TASK DETAILS:
Only the lines from the one containing "[detect] man in blue polo shirt" through the one containing "[detect] tartan kilt" should be printed, exactly as they appear below, with both ends included.

Spatial localization data:
◆ ◆ ◆ ◆ ◆

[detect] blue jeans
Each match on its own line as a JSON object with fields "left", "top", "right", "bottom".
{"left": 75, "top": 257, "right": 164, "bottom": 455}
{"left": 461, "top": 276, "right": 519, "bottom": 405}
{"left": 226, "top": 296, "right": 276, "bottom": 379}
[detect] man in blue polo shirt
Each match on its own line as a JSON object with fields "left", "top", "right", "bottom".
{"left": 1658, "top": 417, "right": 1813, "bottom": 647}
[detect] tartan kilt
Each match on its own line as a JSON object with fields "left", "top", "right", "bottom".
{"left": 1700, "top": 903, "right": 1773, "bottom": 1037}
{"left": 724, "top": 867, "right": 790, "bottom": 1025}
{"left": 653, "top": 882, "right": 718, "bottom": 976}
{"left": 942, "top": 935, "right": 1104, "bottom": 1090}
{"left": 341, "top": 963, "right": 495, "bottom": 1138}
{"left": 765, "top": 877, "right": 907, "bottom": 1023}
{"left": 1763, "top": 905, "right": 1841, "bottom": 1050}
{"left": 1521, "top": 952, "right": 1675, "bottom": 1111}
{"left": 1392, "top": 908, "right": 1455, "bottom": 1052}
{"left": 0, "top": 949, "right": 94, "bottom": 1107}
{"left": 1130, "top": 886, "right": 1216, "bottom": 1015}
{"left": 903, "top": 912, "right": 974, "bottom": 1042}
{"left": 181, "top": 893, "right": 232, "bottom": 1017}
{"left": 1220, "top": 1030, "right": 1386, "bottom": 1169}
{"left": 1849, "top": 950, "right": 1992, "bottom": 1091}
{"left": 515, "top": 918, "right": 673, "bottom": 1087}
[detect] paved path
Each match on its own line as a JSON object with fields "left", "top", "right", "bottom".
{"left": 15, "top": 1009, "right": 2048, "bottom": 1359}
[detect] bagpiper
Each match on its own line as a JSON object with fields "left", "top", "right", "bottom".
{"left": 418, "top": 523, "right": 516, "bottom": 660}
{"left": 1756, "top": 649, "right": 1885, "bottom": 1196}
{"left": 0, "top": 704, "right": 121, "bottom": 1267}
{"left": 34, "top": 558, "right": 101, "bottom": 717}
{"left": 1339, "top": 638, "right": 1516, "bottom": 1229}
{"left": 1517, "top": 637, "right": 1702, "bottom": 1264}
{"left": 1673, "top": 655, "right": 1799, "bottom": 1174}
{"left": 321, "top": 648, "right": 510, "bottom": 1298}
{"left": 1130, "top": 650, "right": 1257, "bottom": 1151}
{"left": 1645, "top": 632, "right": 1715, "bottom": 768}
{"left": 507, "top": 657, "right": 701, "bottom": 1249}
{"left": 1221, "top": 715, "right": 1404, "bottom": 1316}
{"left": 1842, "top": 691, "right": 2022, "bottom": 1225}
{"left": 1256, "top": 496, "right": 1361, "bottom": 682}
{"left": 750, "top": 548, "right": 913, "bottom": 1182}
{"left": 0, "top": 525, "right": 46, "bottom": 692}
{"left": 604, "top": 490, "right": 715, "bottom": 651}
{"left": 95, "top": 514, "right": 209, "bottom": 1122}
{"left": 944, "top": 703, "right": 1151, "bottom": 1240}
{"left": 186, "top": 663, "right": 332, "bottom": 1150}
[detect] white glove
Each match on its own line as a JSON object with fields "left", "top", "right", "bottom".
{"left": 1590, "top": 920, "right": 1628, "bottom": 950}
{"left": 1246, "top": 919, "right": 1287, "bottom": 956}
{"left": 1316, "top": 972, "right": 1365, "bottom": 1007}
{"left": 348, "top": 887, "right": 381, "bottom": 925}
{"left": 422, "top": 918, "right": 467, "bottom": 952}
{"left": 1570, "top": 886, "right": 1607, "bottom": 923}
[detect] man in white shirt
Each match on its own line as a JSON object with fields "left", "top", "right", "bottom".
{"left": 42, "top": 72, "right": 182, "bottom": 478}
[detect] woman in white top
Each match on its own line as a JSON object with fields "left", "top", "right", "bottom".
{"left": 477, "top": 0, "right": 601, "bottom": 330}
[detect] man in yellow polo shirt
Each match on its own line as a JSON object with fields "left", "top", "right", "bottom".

◆ ◆ ◆ ◆ ◆

ANSWER TO THE EXERCISE:
[detect] man in blue polo shirt
Each match on its own line as a JSON object with fields "left", "top", "right", "bottom".
{"left": 1658, "top": 417, "right": 1813, "bottom": 647}
[detect] tartan kilt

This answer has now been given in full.